Begin MATERIAL FOR THIS EXERCISE

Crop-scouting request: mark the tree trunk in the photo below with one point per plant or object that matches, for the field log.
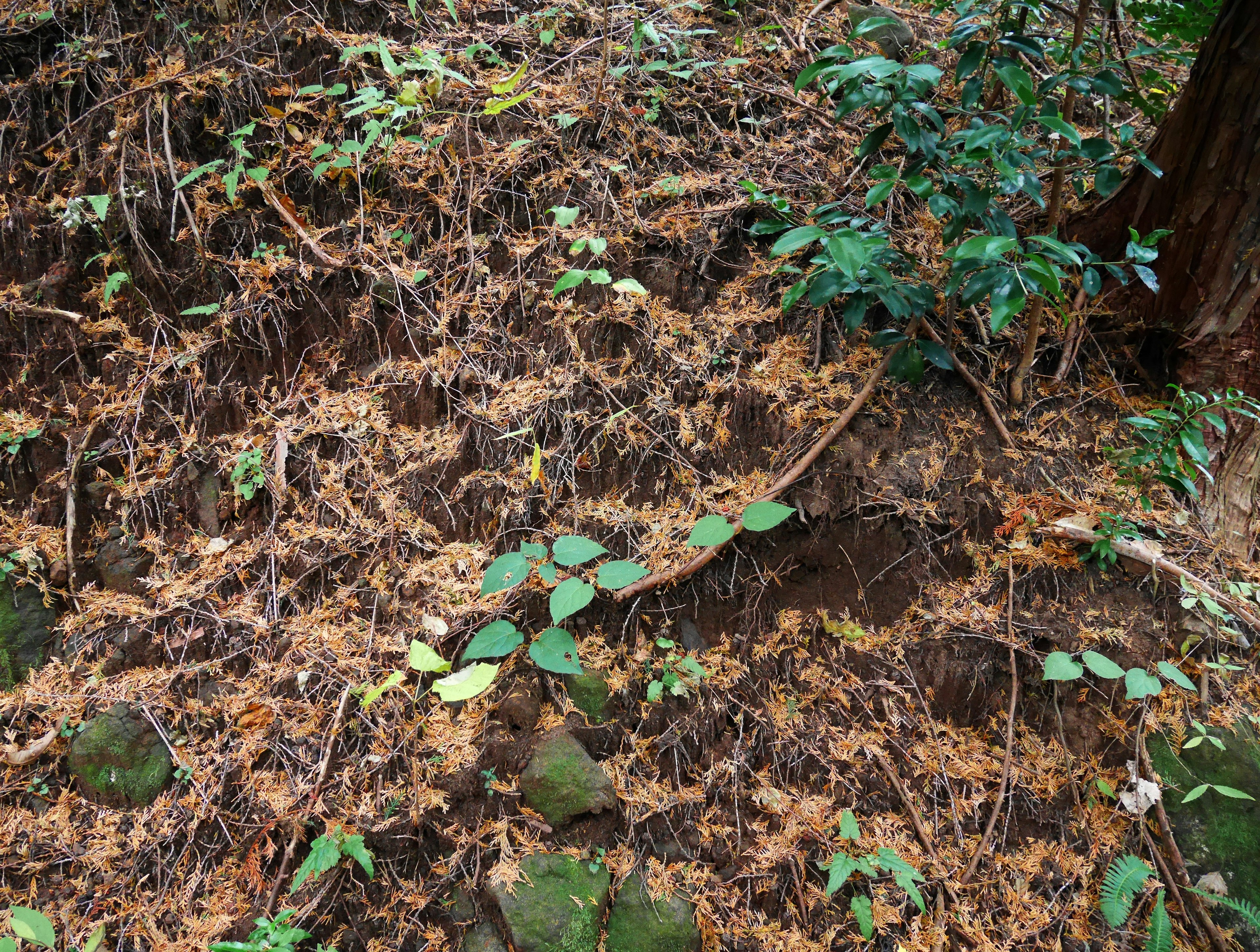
(1209, 269)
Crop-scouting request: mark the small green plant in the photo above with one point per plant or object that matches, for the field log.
(1138, 683)
(271, 936)
(1112, 528)
(247, 475)
(681, 674)
(1170, 440)
(327, 852)
(842, 865)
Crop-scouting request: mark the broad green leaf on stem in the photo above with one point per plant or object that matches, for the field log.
(850, 829)
(421, 657)
(565, 216)
(494, 641)
(504, 572)
(618, 576)
(570, 279)
(323, 857)
(1102, 665)
(762, 516)
(467, 683)
(392, 681)
(1140, 684)
(575, 550)
(797, 239)
(1061, 667)
(494, 106)
(571, 596)
(1175, 674)
(711, 531)
(555, 651)
(510, 84)
(628, 286)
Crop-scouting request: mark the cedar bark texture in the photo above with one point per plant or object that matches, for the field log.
(1209, 269)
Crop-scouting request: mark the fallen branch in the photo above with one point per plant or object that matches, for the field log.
(302, 821)
(981, 390)
(1175, 857)
(274, 201)
(1142, 553)
(1011, 734)
(651, 582)
(18, 757)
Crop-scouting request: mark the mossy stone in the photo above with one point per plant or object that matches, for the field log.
(120, 760)
(894, 40)
(1218, 834)
(590, 693)
(483, 939)
(562, 908)
(562, 781)
(26, 632)
(639, 925)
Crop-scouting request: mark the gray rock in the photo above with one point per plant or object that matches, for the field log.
(639, 925)
(120, 760)
(26, 632)
(483, 939)
(895, 40)
(121, 564)
(562, 781)
(561, 912)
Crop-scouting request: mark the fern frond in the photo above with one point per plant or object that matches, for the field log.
(1248, 911)
(1123, 880)
(1160, 930)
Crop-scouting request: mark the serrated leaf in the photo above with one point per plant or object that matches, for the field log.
(571, 596)
(1061, 667)
(1102, 665)
(504, 572)
(555, 651)
(494, 641)
(467, 683)
(762, 516)
(711, 531)
(323, 857)
(1175, 674)
(619, 574)
(421, 657)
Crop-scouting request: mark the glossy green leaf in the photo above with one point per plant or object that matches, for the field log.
(618, 576)
(1102, 665)
(762, 516)
(575, 550)
(1061, 667)
(504, 572)
(465, 684)
(711, 531)
(571, 596)
(555, 651)
(494, 641)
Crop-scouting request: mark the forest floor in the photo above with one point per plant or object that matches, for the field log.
(381, 347)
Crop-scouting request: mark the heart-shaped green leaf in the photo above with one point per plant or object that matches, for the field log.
(618, 576)
(555, 651)
(494, 641)
(571, 596)
(765, 515)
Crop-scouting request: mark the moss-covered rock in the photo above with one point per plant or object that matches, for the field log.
(561, 912)
(1218, 834)
(120, 760)
(483, 939)
(26, 632)
(590, 693)
(562, 781)
(639, 925)
(894, 40)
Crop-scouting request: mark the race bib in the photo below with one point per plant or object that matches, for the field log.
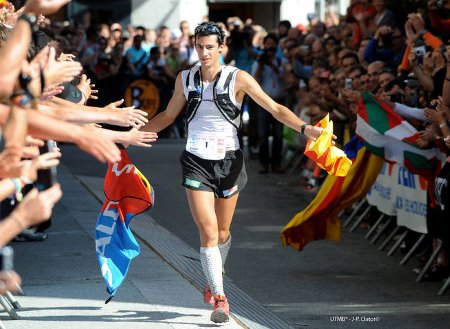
(206, 145)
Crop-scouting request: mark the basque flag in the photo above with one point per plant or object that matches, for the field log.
(128, 193)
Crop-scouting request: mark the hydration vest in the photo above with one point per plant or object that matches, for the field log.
(193, 89)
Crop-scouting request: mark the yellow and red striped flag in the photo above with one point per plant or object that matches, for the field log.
(319, 220)
(326, 155)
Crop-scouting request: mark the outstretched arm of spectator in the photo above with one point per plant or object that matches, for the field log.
(111, 114)
(35, 208)
(27, 173)
(132, 137)
(446, 87)
(45, 127)
(14, 53)
(437, 22)
(16, 49)
(425, 80)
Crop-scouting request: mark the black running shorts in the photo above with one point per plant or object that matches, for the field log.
(222, 177)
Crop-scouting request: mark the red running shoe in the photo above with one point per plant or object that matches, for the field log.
(207, 295)
(221, 311)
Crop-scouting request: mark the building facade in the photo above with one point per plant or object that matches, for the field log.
(154, 13)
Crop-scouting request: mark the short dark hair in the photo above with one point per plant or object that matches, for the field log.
(210, 28)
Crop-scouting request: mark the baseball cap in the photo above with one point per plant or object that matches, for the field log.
(115, 26)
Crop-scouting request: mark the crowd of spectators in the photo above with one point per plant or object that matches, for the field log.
(315, 70)
(43, 92)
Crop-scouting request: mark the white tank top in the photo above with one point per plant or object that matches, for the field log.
(210, 135)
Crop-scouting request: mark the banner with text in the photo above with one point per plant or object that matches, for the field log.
(381, 195)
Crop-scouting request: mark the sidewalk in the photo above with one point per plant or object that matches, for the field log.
(63, 285)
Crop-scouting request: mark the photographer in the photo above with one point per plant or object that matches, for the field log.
(241, 49)
(268, 71)
(387, 45)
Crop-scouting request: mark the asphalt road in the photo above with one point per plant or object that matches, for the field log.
(328, 285)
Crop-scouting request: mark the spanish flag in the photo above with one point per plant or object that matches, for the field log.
(319, 220)
(326, 155)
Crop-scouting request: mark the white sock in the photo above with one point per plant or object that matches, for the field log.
(212, 267)
(224, 248)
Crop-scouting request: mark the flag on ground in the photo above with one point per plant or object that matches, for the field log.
(128, 193)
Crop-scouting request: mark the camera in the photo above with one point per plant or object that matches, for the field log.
(348, 83)
(420, 51)
(264, 57)
(397, 98)
(387, 39)
(439, 4)
(46, 177)
(6, 258)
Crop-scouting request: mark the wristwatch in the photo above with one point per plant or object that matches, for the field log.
(21, 99)
(30, 19)
(302, 128)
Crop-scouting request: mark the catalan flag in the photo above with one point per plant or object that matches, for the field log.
(326, 155)
(319, 220)
(387, 134)
(128, 193)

End MATERIAL FOR THIS EXERCISE

WRITTEN REQUEST – Rewrite the lines from the one containing "Crop-scouting request: mark the sidewalk" through the last line, changing "field log" to "scouting log" and keeping everything else the same.

EXPECTED ANSWER –
Crop-scouting request: mark the sidewalk in the photo above with one point per plant or object that matches, for the scouting log.
(63, 285)
Crop-scouting request: mark the photographer in the photo above with one point per plant or object that matches, for the scouting log.
(241, 49)
(268, 71)
(387, 45)
Crop-scouting request: mark the asphalt road in the photo above with one point per plant or object that matches, for the scouting log.
(328, 285)
Crop-scouting request: mark the spanish flag in the photo above with one point per plant or object that matches, for the scouting log.
(319, 220)
(326, 155)
Crop-scouting request: mark the white sock in the photo above with one point per plant or object that matches, for the scouting log.
(212, 267)
(224, 248)
Crop-scouting request: mark the flag on ground in the photo above with one point per plant or object that matches, for the scouting log.
(128, 193)
Crop-scouting request: mark the camera in the photo above with one point per plant or object that matches, for the scouting log.
(348, 83)
(420, 51)
(264, 57)
(397, 98)
(387, 39)
(439, 4)
(46, 177)
(6, 258)
Crop-scouting request: mark the wristwatch in the photo above with one point per plant or object that matches, for the scouting log.
(21, 99)
(30, 19)
(302, 128)
Crop-scouting request: mark the catalan flag in the photo above with one point per plant or object that matches, for the scouting log.
(326, 155)
(319, 220)
(387, 134)
(128, 193)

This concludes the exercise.